The entries below should be transcribed in their entirety, exactly as written.

[Point labeling examples]
_____

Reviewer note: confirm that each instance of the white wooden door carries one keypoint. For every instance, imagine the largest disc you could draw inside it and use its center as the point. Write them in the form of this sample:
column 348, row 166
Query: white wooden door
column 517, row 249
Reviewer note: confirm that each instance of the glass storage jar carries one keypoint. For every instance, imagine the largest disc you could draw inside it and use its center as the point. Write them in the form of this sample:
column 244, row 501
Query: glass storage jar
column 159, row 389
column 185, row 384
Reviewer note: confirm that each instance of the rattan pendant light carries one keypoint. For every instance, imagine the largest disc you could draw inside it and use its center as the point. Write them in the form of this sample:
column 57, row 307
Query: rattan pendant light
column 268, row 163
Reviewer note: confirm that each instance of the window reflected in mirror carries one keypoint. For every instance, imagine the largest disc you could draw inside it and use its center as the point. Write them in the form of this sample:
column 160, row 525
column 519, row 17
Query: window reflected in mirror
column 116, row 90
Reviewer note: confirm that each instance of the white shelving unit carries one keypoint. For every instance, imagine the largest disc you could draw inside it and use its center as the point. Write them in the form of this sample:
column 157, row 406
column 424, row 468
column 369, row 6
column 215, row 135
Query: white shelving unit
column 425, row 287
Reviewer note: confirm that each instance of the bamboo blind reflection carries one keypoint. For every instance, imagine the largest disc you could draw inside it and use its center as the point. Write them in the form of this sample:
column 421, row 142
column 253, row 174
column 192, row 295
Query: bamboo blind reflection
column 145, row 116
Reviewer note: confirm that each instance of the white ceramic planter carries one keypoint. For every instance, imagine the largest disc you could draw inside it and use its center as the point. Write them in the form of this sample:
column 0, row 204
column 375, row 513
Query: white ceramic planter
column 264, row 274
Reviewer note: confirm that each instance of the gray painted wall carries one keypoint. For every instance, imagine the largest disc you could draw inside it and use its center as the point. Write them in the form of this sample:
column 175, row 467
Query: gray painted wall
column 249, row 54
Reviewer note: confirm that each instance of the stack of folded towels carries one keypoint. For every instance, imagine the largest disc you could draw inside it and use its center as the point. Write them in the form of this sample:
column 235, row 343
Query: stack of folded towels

_____

In response:
Reviewer note: confirm that each instance of the white wooden door carries one keypoint. For every instance, imagine the largest disc you could draw inside it and use its center as the point. Write them in the form of this sample:
column 348, row 166
Query: white wooden door
column 517, row 249
Reviewer note: confirm that each instance of the glass storage jar carries one keypoint. For every instance, imagine the largest disc you could draw inside it and use its center as the point. Write them in the form of this sample:
column 244, row 501
Query: glass storage jar
column 159, row 389
column 185, row 384
Reviewer note: confirm that each instance of the rattan pendant light carries one keypoint. For every instance, imagine the largest disc you could draw inside it and use its center as the point. Write them in the form of this sample:
column 57, row 307
Query: rattan pendant light
column 268, row 163
Reviewer note: confirm that each instance of the window reflected in mirror carries one keypoint. For every instance, imagine the largest disc you could draw inside it and use its center as the point. Write them in the form of this sample:
column 160, row 525
column 519, row 17
Query: window reflected in mirror
column 116, row 90
Reviewer note: confirm that each instance of the white shelving unit carries one keypoint. For every instance, imagine the largest disc you could draw inside it and use its center as the point. Write them in the form of this sample:
column 157, row 406
column 424, row 468
column 369, row 6
column 215, row 135
Query: white shelving unit
column 425, row 287
Reviewer note: confirm that each instance of the bamboo blind reflection carries one keypoint. For every instance, imagine the largest disc you could draw inside it and use its center as the point. Write them in the form of this sample:
column 421, row 142
column 253, row 174
column 192, row 295
Query: bamboo blind reflection
column 145, row 116
Reviewer note: confirm that each instance of the white ceramic planter carries one keypoint. For every instance, imagine the largest disc you could draw inside it and use its center as the point. Write them in the form of this sample:
column 0, row 204
column 375, row 513
Query: white ceramic planter
column 264, row 274
Reviewer note: confirm that each instance of the gray painted wall carries one keypoint. For every instance, imagine the largest disc you could draw inside it and use its center as the point. Write them in the form of this sample:
column 175, row 467
Query: gray painted wall
column 249, row 54
Reviewer note: confirm that each instance of the stack of folded towels carries one keypoint. For every instance, imagine the largest disc you could draw inside it and use its center as the point. Write them in the form of this sample:
column 235, row 343
Query: stack of folded towels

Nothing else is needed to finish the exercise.